## [Отрывок]
Окончание. Предыдущий раздел см.
здесь Общедоступное в изысканном. - Литература западных стран давно уже расслоилась, в отличие от нашей, по крайней мере на три слоя, по степени образованности читателей. Уже Стендаль, вовсе ведь не какой-нибудь эсотерический автор, постоянно подчеркивал, что пишет для «счастливого меньшинства». «Модернисты», как бы это понятие ни расширять, даже и у нас, о «широкой публике» не заботились. Они были правы. Для полуинтеллигентных масс ничего хорошего не напишешь. Беда только в том, что массового успеха и больших денег не добьешься, покуда пишешь не для масс. Тут и «поп» не пригодится, поскольку его от модернизма не совсем отклеили. Одно остается спасенье, один способ расширить успех и повысить тираж: изысканное следует подсластить или подперчить общедоступным. Вот как? Каким же это? Да тем самым, которое неотесанные наши предки, в грубости своей называли недипломатически похабщиной.

## [Сохранённые записи]
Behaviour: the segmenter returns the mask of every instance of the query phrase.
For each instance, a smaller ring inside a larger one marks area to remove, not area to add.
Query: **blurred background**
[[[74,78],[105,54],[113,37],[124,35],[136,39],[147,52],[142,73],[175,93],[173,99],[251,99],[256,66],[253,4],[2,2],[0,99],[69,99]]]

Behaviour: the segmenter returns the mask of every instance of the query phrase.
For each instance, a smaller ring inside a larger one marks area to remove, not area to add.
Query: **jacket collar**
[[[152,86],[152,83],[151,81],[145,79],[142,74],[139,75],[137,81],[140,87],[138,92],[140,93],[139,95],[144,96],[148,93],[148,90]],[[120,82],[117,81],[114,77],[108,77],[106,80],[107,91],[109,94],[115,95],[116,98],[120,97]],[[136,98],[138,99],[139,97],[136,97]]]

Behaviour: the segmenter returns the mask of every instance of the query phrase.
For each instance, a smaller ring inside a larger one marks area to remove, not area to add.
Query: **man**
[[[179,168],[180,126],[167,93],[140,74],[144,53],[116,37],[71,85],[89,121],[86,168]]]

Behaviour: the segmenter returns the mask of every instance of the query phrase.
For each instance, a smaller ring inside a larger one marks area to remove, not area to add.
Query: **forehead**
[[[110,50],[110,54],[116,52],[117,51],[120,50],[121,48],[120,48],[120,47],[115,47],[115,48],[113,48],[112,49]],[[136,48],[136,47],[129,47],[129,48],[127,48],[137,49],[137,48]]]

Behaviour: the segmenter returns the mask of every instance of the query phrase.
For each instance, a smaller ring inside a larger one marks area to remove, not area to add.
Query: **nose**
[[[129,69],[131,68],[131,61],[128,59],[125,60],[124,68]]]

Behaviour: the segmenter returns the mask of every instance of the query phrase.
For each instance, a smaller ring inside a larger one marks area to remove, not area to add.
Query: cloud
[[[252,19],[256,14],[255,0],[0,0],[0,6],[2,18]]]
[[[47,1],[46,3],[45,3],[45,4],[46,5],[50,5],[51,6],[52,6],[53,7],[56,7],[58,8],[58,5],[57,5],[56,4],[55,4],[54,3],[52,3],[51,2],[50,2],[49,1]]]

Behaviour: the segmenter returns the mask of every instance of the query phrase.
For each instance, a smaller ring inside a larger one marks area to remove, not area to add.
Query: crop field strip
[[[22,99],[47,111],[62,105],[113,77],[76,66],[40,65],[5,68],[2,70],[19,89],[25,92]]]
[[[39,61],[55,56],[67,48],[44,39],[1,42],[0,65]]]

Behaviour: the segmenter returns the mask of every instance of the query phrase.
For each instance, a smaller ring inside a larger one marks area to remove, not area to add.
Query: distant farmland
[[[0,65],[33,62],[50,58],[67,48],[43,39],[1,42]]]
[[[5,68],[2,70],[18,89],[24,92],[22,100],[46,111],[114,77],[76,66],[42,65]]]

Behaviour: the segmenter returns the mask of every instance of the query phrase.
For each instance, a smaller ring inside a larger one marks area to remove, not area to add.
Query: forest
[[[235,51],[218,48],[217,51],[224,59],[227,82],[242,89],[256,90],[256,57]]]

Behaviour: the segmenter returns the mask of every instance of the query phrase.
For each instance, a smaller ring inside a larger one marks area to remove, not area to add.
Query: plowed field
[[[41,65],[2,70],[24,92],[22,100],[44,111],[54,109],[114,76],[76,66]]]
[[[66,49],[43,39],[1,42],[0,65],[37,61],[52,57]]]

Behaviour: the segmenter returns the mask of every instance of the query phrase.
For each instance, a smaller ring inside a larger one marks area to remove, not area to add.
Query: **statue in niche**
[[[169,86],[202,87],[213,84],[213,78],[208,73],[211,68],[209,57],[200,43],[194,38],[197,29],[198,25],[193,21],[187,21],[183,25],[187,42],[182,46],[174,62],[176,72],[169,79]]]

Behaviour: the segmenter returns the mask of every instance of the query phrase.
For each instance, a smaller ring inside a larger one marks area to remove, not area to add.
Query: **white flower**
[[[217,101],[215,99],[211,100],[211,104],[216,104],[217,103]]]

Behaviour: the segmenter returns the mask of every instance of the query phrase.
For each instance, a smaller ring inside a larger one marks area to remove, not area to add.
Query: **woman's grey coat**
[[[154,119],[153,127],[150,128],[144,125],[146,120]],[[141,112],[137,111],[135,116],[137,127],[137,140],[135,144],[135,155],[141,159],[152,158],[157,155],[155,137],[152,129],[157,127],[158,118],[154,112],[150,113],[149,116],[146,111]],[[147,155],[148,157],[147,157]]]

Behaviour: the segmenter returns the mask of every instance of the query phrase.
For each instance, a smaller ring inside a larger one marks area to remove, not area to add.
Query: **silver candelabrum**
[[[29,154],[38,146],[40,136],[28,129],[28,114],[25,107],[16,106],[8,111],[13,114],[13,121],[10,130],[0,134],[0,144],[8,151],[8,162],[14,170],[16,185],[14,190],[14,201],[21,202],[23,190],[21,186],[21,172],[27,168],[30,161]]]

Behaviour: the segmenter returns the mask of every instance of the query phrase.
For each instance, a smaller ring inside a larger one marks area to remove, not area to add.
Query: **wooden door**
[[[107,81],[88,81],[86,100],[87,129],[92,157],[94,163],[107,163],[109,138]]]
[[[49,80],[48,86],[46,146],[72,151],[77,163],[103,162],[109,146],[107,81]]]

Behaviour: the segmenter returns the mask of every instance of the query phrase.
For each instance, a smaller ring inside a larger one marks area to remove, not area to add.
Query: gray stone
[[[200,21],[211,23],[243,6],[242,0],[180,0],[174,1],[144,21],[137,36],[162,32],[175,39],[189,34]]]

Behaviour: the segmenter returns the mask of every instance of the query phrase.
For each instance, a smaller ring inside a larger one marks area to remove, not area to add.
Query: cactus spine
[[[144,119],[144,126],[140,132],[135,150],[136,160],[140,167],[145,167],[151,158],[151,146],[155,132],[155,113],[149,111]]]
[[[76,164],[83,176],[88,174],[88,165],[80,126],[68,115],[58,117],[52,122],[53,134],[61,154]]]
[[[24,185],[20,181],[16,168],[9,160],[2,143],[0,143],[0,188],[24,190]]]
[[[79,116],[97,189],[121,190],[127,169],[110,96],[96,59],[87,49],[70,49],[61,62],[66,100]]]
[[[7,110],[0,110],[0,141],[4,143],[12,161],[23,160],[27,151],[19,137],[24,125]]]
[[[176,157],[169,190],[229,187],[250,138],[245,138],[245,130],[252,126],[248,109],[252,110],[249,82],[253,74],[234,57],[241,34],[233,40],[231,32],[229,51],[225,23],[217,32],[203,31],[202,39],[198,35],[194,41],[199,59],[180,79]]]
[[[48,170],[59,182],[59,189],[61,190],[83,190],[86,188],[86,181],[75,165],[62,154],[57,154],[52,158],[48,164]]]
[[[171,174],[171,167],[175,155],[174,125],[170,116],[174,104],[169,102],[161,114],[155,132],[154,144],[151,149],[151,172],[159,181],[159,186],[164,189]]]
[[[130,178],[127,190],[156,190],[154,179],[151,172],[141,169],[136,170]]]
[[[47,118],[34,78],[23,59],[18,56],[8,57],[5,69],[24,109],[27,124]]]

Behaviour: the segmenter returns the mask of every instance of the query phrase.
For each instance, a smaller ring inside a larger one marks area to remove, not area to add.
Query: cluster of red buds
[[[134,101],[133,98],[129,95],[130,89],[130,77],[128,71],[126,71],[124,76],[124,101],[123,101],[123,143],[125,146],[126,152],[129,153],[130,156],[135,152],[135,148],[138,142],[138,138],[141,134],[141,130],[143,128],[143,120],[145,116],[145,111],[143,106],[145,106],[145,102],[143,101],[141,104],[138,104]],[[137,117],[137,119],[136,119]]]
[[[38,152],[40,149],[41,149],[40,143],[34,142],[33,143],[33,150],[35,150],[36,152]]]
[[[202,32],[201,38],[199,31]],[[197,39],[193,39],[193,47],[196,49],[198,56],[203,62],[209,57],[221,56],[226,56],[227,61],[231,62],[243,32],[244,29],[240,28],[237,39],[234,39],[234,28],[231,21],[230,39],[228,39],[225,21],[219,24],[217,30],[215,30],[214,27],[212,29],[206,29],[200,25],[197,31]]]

## [Задание 1]
Обнови отрывок о литературе для избранных и для масс: приведи его часть от «здесь Общедоступное в» до «называли недипломатически похабщиной.», поставив «Флобер» вместо «Стендаль».
## [Задание 2]
Переведи на английский предложение из отрывка о литературе для избранных и для масс: «Для полуинтеллигентных масс ничего хорошего не напишешь.»
## [Задание 3]
Продолжи отрывок о литературе для избранных и для масс, начав сразу после его последней фразы.

## [Итоговый ответ 1]
здесь Общедоступное в изысканном. - Литература западных стран давно уже расслоилась, в отличие от нашей, по крайней мере на три слоя, по степени образованности читателей. Уже Флобер, вовсе ведь не какой-нибудь эсотерический автор, постоянно подчеркивал, что пишет для «счастливого меньшинства». «Модернисты», как бы это понятие ни расширять, даже и у нас, о «широкой публике» не заботились. Они были правы. Для полуинтеллигентных масс ничего хорошего не напишешь. Беда только в том, что массового успеха и больших денег не добьешься, покуда пишешь не для масс. Тут и «поп» не пригодится, поскольку его от модернизма не совсем отклеили. Одно остается спасенье, один способ расширить успех и повысить тираж: изысканное следует подсластить или подперчить общедоступным. Вот как? Каким же это? Да тем самым, которое неотесанные наши предки, в грубости своей называли недипломатически похабщиной.

## [Итоговый ответ 2]
Nothing good can be written for the semi-educated masses.

## [Итоговый ответ 3]
Не утверждаю отнюдь, что все прибегавшие к ее услугам, корыстью были движимы или даже всегда к ней прибегали с заранее обдуманным намереньем. Но любопытно все же, что большинство модернистских, то есть мало доступных массам знаменитостей приманки этого рода ценили, их во всяком случае не чуждались, и ими - по началу только ими - как раз и становились доступными мало подготовленным к восприятию их искусства читателям, - чего, за немногими исключениями, о писателях былых веков сказать нельзя. Были исключения и в наше время - Кафка, например - но не (тоже например) Пруст или Джойс. Величие того и другого не на этом основано; часть их успеха без сомнения основана на этом. Есть, однако, различие между ними. Джойс свою порнографию, например в последней главе «Улисса», смакует с видимым удовольствием, которым и читателя непосредственно заражает. Пруст в Содоме обитал, но так же беспристрастно живописует его уродство, как если бы он был ему чужд (и тут не лицемерие, в котором Жид готов был его обвинять, а неотменимая неподкупность гения). Так что если сузить должным образом понятие порнографии, ее нет у Пруста. У Джойса она есть.
О Набокове ничего бы я не сказал. Вспоминаю дружески наши встречи в Париже и русские его книги, особенно «Защиту Лужина» и «Дар». Считаю и «Лолиту» книгой в высшей степени талантливой. Одно мне грустно: что широкой славой и благосостоянием своим автор ее обязан именно этой книге. Обижаюсь этим за него. А теперь прочел (1975), во французской печати, уведомление о выходе в свет французской версии его «Ады». Заметка кончается так: «Со времени 'Лолиты' Набоков доказал qu'il ne craignait pas les sujets scabreaux». Вот и не молчу. Стыдно мне стало, не стыдливостью стыдно, а в ощущении писательского достоинства. Надеюсь, что ему не стыдно. Нет! Ценю его, люблю, уважаю. Надеюсь, что стыдно и ему.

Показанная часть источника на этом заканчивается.